• **What is required**:
Retype the passage on relationship red flags from "By Tanya Joanna" to "an emotional mess.", keeping every word and mark the same.

• **Quoted passage**:
Relationship Red Flags

By Tanya Joanna @Courageouslivin · On February 13, 2013

In the first date or two, people often subconsciously reveal the truth about their capacity for a relationship. How good are your listening skills? Are you able to detect the red flags that turn to roadblocks in your love life? For both men and women, the first few dates are usually experienced through a rosy haze of wonderment. It’s easy to dismiss a red flag as a self-deprecating moment of vulnerability. If however, you are able to hear them for what they are, genuine warnings that you are in conversation with someone who is not relationship ready,  you will save yourself a great deal of frustration, self-esteem, guessing and “trying” to make something work that was never meant to be.

red flag

Red flags in Early Conversations:        

  • I’m an emotional mess.
  • Yeah, most of my relationships don’t work out.
  • Men are…… Women are…… followed by a negative or derogatory statement.
  • I’m not really looking for anything serious right now.
  • My career is really taking off and I’m going wherever it leads me.
  • I can’t stop thinking about my ex.

• **Supplied records**:
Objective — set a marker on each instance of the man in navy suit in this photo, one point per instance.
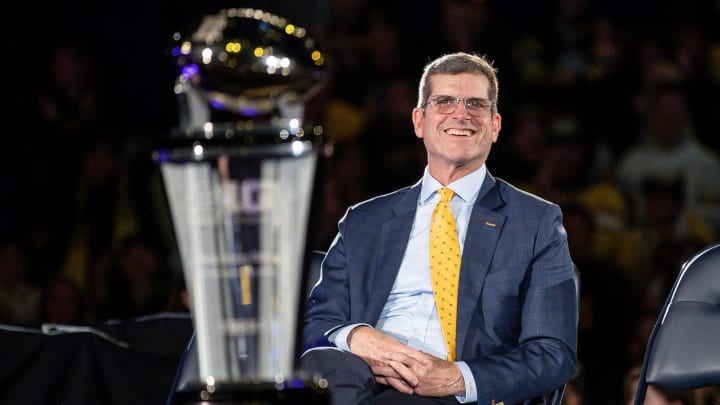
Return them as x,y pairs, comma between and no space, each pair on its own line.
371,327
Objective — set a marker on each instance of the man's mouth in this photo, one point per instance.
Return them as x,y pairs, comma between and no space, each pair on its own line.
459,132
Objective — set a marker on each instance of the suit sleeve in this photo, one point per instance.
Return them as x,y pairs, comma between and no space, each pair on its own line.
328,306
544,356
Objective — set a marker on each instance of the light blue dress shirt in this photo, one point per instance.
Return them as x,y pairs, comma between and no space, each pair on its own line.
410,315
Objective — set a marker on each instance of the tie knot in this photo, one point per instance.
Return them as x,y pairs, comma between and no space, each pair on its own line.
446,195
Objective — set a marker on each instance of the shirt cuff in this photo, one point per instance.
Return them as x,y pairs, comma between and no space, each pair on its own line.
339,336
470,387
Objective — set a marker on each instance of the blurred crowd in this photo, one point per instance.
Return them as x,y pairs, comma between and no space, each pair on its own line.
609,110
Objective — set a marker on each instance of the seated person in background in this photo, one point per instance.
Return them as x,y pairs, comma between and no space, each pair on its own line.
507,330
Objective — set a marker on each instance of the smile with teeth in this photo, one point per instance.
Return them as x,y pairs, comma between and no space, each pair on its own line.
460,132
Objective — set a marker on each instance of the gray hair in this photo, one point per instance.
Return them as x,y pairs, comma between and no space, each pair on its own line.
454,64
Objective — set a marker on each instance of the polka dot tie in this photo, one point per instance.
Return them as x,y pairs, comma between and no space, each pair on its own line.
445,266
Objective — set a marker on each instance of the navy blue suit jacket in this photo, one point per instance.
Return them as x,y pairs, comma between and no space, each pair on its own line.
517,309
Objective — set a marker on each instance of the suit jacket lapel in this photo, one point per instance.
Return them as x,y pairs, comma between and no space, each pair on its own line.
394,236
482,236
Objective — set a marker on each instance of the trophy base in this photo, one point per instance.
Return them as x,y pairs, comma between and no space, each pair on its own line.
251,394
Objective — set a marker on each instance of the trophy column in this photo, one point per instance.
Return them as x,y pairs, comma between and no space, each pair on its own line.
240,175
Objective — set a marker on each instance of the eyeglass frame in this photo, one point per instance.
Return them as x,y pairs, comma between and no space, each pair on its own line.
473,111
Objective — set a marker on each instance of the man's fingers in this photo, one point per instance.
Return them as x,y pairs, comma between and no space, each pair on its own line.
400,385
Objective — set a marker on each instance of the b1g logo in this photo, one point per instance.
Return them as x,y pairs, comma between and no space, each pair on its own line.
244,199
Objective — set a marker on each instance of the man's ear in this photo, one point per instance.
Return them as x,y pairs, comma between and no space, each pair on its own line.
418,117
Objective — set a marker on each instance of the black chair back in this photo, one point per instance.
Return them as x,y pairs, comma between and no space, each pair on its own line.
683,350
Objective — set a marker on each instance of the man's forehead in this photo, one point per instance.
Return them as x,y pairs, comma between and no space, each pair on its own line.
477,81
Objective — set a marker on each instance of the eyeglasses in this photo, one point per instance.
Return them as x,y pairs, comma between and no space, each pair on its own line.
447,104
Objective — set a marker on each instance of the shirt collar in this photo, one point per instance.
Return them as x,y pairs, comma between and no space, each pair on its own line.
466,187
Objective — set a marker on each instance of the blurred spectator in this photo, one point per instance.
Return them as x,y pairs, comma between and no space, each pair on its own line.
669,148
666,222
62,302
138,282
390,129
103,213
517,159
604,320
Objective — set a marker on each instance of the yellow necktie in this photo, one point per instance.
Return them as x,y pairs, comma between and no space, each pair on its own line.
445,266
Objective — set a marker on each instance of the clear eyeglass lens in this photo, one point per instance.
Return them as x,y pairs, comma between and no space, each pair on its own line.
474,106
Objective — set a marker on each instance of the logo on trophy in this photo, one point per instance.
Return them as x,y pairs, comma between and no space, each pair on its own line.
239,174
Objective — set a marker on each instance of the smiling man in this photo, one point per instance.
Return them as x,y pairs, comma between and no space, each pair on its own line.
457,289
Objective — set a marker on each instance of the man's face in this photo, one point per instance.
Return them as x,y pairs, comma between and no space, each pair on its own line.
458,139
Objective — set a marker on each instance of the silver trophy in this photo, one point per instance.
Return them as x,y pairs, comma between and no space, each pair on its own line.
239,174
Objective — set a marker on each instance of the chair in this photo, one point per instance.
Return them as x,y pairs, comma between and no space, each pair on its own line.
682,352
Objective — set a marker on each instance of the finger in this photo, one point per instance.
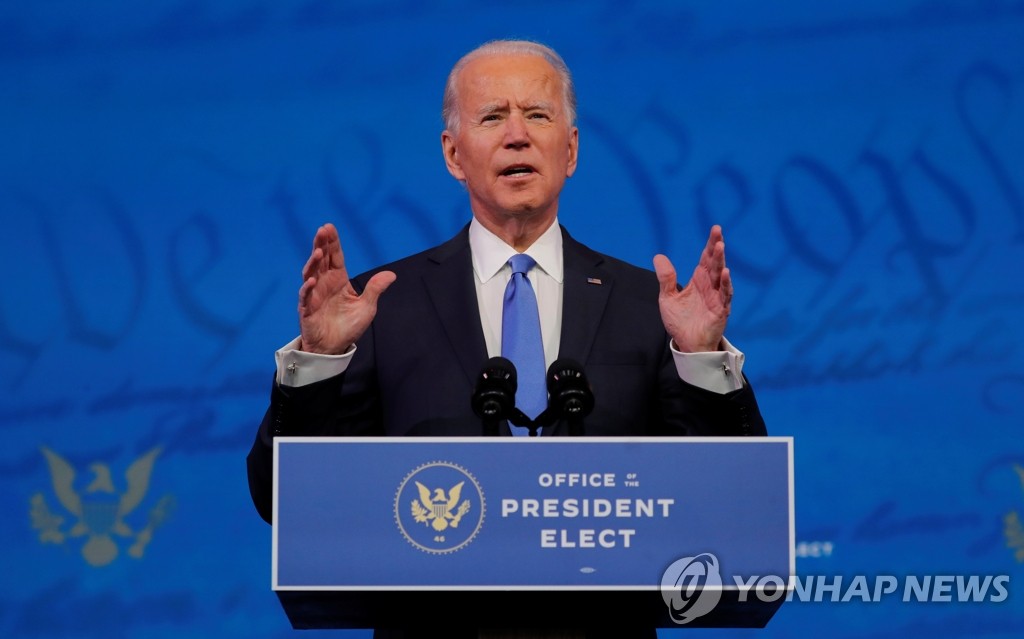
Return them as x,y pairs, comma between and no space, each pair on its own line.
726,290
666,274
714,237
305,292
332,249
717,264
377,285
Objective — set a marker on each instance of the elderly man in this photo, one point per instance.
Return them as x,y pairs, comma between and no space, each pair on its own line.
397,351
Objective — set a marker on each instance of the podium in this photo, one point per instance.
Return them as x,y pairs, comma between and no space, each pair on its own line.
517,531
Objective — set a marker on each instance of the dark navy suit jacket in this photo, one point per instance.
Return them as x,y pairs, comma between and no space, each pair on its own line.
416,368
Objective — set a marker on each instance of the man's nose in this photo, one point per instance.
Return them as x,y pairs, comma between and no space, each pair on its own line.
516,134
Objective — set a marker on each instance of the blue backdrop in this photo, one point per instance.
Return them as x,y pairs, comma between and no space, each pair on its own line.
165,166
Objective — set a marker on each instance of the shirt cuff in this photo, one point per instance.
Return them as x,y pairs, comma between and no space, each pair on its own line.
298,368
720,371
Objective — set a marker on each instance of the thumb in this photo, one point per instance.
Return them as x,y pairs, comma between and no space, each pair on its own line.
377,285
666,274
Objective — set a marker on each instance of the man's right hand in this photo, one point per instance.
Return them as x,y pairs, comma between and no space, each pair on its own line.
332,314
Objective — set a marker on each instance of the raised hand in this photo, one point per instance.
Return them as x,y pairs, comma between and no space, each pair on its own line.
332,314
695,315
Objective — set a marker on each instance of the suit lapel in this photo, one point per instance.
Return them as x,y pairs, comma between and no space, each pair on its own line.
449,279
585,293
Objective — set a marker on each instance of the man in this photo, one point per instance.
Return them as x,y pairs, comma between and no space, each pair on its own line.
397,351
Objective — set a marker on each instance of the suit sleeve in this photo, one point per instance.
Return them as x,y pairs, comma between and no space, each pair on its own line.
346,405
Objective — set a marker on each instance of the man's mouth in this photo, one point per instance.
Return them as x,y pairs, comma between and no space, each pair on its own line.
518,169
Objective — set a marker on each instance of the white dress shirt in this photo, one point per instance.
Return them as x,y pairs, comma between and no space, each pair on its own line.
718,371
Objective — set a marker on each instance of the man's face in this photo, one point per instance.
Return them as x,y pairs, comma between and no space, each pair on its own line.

• **Task response**:
By Tanya Joanna @Courageouslivin · On February 13, 2013

In the first date or two, people often subconsciously reveal the truth about their capacity for a relationship. How good are your listening skills? Are you able to detect the red flags that turn to roadblocks in your love life? For both men and women, the first few dates are usually experienced through a rosy haze of wonderment. It’s easy to dismiss a red flag as a self-deprecating moment of vulnerability. If however, you are able to hear them for what they are, genuine warnings that you are in conversation with someone who is not relationship ready,  you will save yourself a great deal of frustration, self-esteem, guessing and “trying” to make something work that was never meant to be.

red flag

Red flags in Early Conversations:        

  • I’m an emotional mess.